- **GOAL OF THE EXERCISE**
Replace "integer pixel coordinates" with "whole-number pixel coordinates" throughout the entire listing below, leaving every other line unchanged. Omit the pictures from your copy.

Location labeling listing
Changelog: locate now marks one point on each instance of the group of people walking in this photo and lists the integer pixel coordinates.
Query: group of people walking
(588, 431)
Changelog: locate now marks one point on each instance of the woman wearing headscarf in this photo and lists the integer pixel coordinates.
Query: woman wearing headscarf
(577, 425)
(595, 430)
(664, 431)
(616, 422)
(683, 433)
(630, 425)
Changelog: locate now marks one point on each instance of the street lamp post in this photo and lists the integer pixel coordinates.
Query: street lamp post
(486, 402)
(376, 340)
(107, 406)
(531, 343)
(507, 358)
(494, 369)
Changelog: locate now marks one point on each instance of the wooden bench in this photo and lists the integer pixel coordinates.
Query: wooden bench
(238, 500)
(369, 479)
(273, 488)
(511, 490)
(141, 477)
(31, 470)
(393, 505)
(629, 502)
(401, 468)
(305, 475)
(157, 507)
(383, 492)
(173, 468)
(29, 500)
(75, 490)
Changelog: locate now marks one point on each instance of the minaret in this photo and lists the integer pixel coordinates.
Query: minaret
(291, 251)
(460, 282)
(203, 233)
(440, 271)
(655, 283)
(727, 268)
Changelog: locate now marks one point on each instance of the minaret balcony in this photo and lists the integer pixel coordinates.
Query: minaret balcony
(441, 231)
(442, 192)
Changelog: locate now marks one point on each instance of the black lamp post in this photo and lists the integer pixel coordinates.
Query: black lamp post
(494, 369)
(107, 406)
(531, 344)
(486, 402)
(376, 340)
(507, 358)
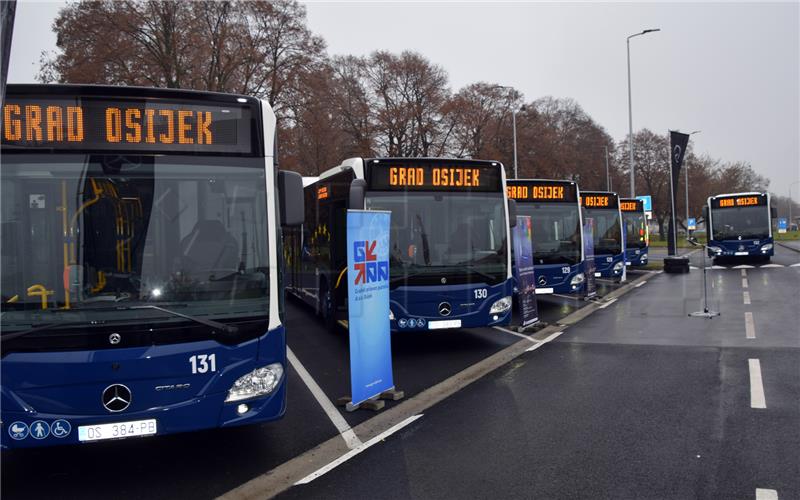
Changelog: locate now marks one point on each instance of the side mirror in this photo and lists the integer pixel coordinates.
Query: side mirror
(512, 213)
(358, 190)
(290, 198)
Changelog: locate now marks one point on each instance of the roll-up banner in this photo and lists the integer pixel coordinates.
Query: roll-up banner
(523, 263)
(678, 143)
(368, 304)
(588, 252)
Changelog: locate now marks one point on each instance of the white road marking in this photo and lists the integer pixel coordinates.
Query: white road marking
(355, 451)
(336, 418)
(545, 341)
(765, 494)
(607, 304)
(521, 335)
(749, 325)
(757, 399)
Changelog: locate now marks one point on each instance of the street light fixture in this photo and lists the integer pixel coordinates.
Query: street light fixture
(630, 106)
(513, 125)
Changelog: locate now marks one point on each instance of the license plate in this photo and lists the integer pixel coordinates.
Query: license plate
(449, 323)
(118, 430)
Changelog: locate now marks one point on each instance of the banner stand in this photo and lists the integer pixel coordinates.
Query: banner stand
(371, 379)
(374, 403)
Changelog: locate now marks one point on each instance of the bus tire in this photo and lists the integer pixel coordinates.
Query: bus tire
(326, 307)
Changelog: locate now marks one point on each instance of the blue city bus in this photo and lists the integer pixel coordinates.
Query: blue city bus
(740, 225)
(603, 208)
(637, 236)
(450, 258)
(555, 212)
(141, 292)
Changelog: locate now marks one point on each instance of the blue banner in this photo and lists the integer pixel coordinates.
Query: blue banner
(588, 252)
(368, 303)
(523, 267)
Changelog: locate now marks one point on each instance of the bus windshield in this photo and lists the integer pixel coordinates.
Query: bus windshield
(607, 236)
(89, 238)
(556, 232)
(748, 222)
(456, 234)
(635, 229)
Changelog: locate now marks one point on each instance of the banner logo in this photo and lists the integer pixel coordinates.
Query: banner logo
(368, 268)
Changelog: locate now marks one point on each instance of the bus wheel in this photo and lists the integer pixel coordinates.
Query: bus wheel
(326, 308)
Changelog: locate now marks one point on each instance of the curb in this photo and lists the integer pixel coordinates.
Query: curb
(793, 249)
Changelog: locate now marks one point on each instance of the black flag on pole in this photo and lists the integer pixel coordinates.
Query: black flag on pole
(677, 143)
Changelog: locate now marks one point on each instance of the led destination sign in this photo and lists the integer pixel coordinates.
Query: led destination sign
(631, 205)
(541, 191)
(599, 200)
(739, 201)
(434, 177)
(157, 126)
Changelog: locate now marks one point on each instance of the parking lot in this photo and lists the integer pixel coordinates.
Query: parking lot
(645, 401)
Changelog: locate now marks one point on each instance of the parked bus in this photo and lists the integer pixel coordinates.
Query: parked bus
(603, 207)
(739, 225)
(637, 236)
(141, 292)
(557, 232)
(450, 258)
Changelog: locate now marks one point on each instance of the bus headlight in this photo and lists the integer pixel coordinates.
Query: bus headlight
(501, 306)
(258, 382)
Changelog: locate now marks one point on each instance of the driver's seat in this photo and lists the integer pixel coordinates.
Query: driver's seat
(209, 246)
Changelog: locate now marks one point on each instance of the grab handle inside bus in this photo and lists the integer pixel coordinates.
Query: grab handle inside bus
(358, 189)
(290, 196)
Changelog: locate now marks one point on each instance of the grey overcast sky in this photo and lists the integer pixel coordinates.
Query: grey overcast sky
(731, 70)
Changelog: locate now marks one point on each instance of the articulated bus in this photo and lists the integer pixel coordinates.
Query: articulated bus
(637, 237)
(450, 258)
(557, 232)
(141, 292)
(603, 207)
(739, 225)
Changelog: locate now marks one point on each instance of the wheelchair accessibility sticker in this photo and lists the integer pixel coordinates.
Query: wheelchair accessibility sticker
(60, 428)
(18, 431)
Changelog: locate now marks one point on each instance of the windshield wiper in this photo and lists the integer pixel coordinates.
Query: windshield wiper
(46, 326)
(202, 321)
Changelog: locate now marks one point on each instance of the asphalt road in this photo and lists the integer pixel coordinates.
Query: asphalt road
(208, 464)
(638, 401)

- **SOLUTION FOR THIS TASK**
Changelog: locate now marks one point on each instance of the group of people walking in this photo and lists the whole-number pixel coordinates.
Query: group of people walking
(588, 431)
Changelog: locate now marks one point on each instance of the woman wearing headscarf in this photo and lists the whole-number pixel coordinates.
Query: woman wearing headscarf
(577, 425)
(595, 430)
(664, 431)
(616, 422)
(683, 433)
(630, 425)
Changelog: locate now marks one point on each instance of the street lamp post in this photo and lists the whole-number pixel coordinates.
Query: street lamp post
(486, 402)
(376, 340)
(107, 406)
(531, 343)
(507, 358)
(494, 369)
Changelog: locate now marks one point on each instance of the wooden bench in this photo and lists the whole-number pixel coordinates.
Query: wooden bench
(238, 500)
(369, 479)
(273, 488)
(511, 490)
(141, 477)
(31, 470)
(393, 505)
(629, 502)
(401, 468)
(305, 475)
(157, 507)
(383, 492)
(173, 468)
(29, 500)
(75, 490)
Changelog: locate now marks one point on each instance of the minaret in this photo and lists the whole-number pixel coordinates.
Query: minaret
(291, 251)
(460, 282)
(203, 233)
(440, 271)
(655, 283)
(727, 268)
Changelog: locate now marks one point on each instance of the minaret balcony in this photo and lists the whole-number pixel coordinates.
Query: minaret balcony
(441, 231)
(442, 192)
Changelog: locate now marks one point on each instance of the black lamp post in this photo and lists the whole-number pixel coordinates.
Query: black lamp post
(494, 369)
(107, 406)
(531, 344)
(486, 402)
(376, 340)
(507, 358)
Changelog: locate now marks one point on each instance of the side mirror in this photo and lists the whole-number pixel coordinates.
Query: side mirror
(512, 213)
(358, 190)
(290, 198)
Changelog: locate now marks one point on each instance of the roll-up banner in this photo and lists the whole-number pixel coordinates.
Query: roll-up banner
(523, 263)
(678, 143)
(368, 304)
(588, 252)
Changelog: locate now marks one point on each instance of the white road marking in this photo and lists the whole-number pixel coordinates.
Query: white road marking
(355, 451)
(336, 418)
(545, 341)
(765, 494)
(607, 304)
(521, 335)
(749, 325)
(757, 399)
Changelog: locate now marks one point on each instance of the street light fixture in this photo and lists the whole-number pixel coordinates.
Query: street light fixture
(630, 106)
(513, 125)
Changelog: locate now marks one point on each instance of the license plate in this photo and lists the whole-number pixel coordinates.
Query: license plate
(449, 323)
(118, 430)
Changelog: locate now marks one point on each instance of the banner stand in this photo and lists the whole-number pixel coordinates.
Query: banner stand
(371, 379)
(374, 403)
Changelog: locate now marks one point on each instance of the bus tire in this photo and lists the whole-number pixel coordinates.
Query: bus tire
(326, 307)
Changelog: locate now marks one point on each instance of the blue city bus in this photo and lists the whole-number pixel coordinates.
Query: blue city bus
(740, 225)
(603, 208)
(637, 236)
(450, 258)
(555, 212)
(141, 292)
Changelog: locate now marks one point on each instance of the blue banner in this photo and lists the whole-number pixel coordinates.
Query: blue banner
(588, 252)
(368, 303)
(523, 267)
Changelog: locate now marks one point on each instance of the bus windshield in this photo and lists the whole-number pixel coordinates.
Query: bus windshield
(607, 236)
(89, 238)
(556, 232)
(748, 222)
(456, 234)
(635, 229)
Changelog: locate now marks one point on each instance of the banner logo in this photo and lists the whole-number pixel coordinates.
Query: banner logo
(368, 268)
Changelog: locate now marks one point on each instance of the bus wheel in this photo and lists the whole-number pixel coordinates.
Query: bus wheel
(326, 308)
Changelog: locate now marks one point on each instance of the curb in this photo and lists the whole-number pixel coordinates.
Query: curb
(793, 249)
Changelog: locate now marks one point on each instance of the black flag on pole in this photo and lists the whole-number pixel coordinates.
Query: black flag on pole
(677, 143)
Changelog: locate now marks one point on each instance of the led destination sign in this photo and lists the whole-number pixel coordinates.
Query: led destination sign
(631, 205)
(541, 191)
(599, 200)
(739, 201)
(434, 177)
(157, 126)
Changelog: locate now marks one point on each instance of the parking lot in this photo and lists the whole-number pixel coordinates.
Query: parking lot
(645, 401)
Changelog: locate now marks one point on each instance of the parked bus in this photo and lists the whole-number pixel coordinates.
Query: parked bus
(603, 207)
(739, 225)
(637, 236)
(141, 292)
(557, 232)
(450, 258)
Changelog: locate now marks one point on each instance of the bus headlight in this photo and lists the whole-number pixel coordinates.
Query: bus headlight
(501, 306)
(258, 382)
Changelog: locate now marks one point on each instance of the driver's seat in this photo and lists the whole-number pixel coordinates.
Query: driver's seat
(209, 246)
Changelog: locate now marks one point on each instance of the grab handle inside bus in this photo and lists the whole-number pixel coordinates.
Query: grab handle inside bus
(358, 189)
(290, 196)
Changelog: locate now marks one point on each instance of the grey overcast sky in this photo and lists the whole-number pixel coordinates.
Query: grey overcast sky
(731, 70)
Changelog: locate now marks one point on each instance of the articulated bus in this photo and lists the whole-number pixel coordinates.
Query: articulated bus
(637, 237)
(450, 258)
(557, 232)
(141, 292)
(603, 207)
(739, 225)
Changelog: locate now marks one point on each instance of the wheelchair accessibility sticker in this photo and lists the whole-number pixel coordinates.
Query: wheelchair accessibility sticker
(60, 428)
(18, 431)
Changelog: locate now marks one point on each instance of the windshield wiper in this photo and lists the whole-number pixel coordinates.
Query: windshield wiper
(46, 326)
(202, 321)
Changelog: locate now marks one point on each instance of the asphalt road in this photo and lists the whole-number pixel coordinates.
Query: asphalt road
(208, 464)
(638, 401)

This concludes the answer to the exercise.